> SET TASK:
Reproduce the items from the beginning up to and including the line that contains "xmin=784 ymin=175 xmax=1343 ymax=233", renaming "module" to "component" throughout and altering nothing else.

> MATERIAL SUPPLIED:
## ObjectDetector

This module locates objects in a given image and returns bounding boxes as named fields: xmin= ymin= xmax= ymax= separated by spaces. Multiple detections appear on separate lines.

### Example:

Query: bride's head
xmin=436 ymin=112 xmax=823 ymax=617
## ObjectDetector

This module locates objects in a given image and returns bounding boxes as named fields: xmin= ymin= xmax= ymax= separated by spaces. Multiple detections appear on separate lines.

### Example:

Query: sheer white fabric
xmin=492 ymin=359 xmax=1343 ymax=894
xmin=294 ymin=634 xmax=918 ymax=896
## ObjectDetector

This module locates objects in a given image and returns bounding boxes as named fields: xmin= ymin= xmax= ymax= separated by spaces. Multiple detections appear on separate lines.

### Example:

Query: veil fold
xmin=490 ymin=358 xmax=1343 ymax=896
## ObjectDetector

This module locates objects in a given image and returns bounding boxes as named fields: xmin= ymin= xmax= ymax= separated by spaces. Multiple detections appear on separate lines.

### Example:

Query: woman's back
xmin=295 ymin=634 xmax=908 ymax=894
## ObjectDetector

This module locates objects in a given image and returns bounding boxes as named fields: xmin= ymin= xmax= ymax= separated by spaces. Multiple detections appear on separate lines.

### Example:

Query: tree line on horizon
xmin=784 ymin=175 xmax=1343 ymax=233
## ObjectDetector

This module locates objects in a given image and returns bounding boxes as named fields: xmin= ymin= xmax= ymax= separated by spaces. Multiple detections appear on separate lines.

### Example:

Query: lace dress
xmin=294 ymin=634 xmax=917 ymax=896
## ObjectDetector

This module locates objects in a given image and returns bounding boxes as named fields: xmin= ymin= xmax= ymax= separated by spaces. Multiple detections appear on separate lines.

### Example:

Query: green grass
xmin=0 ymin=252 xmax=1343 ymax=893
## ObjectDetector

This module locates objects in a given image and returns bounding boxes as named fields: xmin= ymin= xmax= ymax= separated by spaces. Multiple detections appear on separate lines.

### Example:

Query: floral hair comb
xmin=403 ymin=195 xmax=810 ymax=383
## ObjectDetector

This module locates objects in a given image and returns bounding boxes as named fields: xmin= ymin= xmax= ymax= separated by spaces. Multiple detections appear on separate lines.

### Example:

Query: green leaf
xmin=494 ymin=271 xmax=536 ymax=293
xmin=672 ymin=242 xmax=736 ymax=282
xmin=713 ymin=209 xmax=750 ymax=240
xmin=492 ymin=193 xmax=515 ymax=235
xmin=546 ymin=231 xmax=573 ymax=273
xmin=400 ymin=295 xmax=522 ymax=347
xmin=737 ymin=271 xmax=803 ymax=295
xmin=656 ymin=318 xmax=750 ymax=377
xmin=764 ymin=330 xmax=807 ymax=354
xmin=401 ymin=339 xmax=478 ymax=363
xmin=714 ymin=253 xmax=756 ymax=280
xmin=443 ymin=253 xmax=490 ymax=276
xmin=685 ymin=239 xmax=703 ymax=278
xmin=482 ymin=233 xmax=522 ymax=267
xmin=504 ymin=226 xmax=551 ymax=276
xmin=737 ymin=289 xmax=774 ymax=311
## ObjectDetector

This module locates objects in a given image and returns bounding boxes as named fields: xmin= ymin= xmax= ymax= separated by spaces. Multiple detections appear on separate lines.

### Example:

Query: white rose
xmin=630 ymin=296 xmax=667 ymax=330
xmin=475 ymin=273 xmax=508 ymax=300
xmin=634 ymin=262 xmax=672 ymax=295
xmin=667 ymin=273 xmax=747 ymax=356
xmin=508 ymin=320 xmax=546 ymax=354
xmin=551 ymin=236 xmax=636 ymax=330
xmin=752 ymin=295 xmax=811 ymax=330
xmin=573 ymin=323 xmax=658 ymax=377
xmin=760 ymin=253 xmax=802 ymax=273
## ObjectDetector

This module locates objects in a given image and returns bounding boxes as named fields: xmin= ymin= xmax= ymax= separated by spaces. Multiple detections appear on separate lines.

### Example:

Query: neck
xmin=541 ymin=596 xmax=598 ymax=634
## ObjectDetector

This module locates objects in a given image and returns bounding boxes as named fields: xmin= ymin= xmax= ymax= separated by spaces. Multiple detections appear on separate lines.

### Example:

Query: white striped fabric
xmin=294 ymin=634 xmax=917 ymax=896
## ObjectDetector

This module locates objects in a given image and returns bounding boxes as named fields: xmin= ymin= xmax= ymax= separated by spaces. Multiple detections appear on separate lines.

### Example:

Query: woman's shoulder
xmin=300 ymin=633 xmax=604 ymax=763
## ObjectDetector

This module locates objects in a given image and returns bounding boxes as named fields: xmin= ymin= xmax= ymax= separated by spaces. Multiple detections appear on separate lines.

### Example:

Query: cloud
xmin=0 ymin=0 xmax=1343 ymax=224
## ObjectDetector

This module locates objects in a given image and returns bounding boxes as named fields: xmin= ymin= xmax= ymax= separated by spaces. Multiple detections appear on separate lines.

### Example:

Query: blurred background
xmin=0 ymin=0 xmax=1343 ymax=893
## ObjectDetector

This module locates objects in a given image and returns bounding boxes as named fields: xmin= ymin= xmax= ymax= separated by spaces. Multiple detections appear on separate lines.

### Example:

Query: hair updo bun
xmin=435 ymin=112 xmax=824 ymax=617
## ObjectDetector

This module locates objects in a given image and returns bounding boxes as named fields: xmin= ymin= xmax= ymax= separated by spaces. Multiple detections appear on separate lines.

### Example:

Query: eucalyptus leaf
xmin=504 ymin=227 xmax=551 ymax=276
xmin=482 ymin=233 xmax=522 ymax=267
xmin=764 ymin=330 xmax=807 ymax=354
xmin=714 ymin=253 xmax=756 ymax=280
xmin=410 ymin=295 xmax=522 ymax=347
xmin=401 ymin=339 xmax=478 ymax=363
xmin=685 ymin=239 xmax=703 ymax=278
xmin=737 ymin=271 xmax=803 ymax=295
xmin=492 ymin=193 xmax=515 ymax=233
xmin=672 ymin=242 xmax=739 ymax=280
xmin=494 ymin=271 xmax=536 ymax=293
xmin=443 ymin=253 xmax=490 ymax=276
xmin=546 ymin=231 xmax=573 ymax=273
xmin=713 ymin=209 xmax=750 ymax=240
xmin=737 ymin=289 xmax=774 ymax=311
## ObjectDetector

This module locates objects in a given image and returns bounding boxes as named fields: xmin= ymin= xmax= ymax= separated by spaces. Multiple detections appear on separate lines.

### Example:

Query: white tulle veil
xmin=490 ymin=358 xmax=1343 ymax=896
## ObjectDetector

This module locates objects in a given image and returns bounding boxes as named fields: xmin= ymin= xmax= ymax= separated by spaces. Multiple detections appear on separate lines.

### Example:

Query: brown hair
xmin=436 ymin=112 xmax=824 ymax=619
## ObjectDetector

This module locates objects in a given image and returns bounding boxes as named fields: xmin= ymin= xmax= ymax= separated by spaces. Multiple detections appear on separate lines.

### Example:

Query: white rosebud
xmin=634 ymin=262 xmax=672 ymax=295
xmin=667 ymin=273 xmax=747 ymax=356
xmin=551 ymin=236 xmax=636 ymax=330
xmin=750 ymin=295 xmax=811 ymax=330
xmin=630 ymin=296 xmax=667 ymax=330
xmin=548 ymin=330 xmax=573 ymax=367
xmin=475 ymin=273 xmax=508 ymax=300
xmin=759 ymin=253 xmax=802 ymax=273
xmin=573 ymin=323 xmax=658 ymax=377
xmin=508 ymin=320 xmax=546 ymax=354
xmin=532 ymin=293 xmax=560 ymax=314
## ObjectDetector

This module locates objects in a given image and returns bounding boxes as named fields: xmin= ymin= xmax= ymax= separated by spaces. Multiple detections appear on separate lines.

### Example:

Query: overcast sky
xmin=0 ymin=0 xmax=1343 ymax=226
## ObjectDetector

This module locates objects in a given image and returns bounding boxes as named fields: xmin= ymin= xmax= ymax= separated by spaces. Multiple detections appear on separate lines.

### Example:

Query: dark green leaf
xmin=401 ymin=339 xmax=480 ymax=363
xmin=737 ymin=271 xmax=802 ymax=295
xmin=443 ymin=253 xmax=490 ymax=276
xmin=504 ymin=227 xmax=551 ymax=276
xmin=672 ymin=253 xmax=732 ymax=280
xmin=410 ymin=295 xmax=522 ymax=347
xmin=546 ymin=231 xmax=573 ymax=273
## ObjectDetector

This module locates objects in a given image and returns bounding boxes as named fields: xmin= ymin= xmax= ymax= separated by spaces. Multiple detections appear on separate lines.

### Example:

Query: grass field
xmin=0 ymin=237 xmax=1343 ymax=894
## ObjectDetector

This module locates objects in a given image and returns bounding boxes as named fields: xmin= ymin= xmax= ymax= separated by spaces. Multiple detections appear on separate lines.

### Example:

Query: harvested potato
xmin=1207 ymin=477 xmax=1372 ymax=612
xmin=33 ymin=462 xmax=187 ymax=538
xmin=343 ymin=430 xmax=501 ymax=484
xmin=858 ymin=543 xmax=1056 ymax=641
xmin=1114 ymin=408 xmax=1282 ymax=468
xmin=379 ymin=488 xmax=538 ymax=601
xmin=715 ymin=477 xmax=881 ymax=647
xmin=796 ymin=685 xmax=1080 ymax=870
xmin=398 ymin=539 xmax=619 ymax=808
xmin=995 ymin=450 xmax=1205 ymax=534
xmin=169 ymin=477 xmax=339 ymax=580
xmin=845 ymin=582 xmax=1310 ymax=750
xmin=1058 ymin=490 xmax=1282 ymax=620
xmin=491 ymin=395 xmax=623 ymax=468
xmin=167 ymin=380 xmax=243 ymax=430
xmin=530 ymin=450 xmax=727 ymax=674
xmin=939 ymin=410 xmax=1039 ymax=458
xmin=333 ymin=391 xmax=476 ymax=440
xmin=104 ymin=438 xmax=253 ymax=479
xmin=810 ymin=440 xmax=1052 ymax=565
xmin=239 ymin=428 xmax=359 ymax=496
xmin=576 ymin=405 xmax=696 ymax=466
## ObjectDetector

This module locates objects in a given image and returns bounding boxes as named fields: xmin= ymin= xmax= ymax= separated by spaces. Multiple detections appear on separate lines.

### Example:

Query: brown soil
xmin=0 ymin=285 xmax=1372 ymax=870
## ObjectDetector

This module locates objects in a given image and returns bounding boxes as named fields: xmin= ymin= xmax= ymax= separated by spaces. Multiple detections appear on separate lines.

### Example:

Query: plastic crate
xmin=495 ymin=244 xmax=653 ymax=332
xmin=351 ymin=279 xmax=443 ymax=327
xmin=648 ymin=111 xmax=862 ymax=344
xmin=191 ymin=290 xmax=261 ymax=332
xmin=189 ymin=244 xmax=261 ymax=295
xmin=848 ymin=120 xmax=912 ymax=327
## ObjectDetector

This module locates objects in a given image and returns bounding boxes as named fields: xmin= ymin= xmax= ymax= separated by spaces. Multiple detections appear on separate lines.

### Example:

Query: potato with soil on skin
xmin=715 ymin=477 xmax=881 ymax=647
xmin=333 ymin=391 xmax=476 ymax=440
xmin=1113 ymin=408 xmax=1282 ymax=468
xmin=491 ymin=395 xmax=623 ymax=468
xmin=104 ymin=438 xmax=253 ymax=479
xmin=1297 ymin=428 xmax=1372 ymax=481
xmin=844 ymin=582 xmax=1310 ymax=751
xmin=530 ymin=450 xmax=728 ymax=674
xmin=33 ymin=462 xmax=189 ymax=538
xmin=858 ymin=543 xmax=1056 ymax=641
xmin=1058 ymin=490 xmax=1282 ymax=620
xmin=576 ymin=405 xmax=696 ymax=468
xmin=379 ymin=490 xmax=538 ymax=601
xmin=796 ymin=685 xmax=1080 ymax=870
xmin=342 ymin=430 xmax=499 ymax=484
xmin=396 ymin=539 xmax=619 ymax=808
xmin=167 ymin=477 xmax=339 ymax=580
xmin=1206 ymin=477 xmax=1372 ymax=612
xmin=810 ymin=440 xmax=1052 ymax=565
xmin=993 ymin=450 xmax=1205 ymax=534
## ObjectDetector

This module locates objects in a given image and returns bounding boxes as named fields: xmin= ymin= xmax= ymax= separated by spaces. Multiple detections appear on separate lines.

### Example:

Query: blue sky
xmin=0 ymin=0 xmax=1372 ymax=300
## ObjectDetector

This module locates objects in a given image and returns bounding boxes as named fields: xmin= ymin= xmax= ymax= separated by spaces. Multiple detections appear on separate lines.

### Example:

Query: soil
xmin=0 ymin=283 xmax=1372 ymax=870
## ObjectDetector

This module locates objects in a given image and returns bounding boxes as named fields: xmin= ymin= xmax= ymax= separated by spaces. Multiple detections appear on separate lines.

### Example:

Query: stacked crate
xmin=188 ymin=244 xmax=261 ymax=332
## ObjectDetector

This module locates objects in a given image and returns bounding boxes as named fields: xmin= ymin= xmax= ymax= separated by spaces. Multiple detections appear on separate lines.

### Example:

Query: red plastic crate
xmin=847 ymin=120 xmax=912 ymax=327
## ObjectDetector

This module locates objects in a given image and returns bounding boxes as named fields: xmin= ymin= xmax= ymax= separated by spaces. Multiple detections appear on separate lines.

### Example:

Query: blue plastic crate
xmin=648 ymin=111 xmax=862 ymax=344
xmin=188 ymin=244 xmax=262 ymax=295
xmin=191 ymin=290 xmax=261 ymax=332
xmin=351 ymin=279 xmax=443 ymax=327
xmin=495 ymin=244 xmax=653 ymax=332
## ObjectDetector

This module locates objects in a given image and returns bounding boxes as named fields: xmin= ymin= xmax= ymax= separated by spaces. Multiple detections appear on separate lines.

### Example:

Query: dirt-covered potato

> RESPONSE:
## ObjectDetector

This component locates objects in a given image and returns bounding boxes as named fields: xmin= ymin= xmax= ymax= separated by spaces. Multiple detections appear on separate lines.

### Example:

Query: bride's head
xmin=436 ymin=112 xmax=823 ymax=617
## ObjectDetector

This component locates objects in a given image and returns bounding boxes as named fields: xmin= ymin= xmax= ymax= separated by spaces. Multiple detections appear on separate lines.

### Example:

Query: sheer white fabric
xmin=492 ymin=359 xmax=1343 ymax=894
xmin=294 ymin=634 xmax=918 ymax=896
## ObjectDetector

This component locates objects in a given image and returns bounding boxes as named fields: xmin= ymin= xmax= ymax= separated by spaces. Multiple detections appear on separate lines.

### Example:

Query: veil fold
xmin=490 ymin=358 xmax=1343 ymax=896
## ObjectDetector

This component locates objects in a given image and returns bounding boxes as named fields: xmin= ymin= xmax= ymax= separated by spaces. Multiple detections appear on separate lines.

### Example:

Query: woman's back
xmin=295 ymin=634 xmax=908 ymax=894
## ObjectDetector

This component locates objects in a given image and returns bounding boxes as named fields: xmin= ymin= xmax= ymax= separated by spaces. Multiple detections appear on separate lines.

### Example:

Query: tree line on horizon
xmin=784 ymin=175 xmax=1343 ymax=233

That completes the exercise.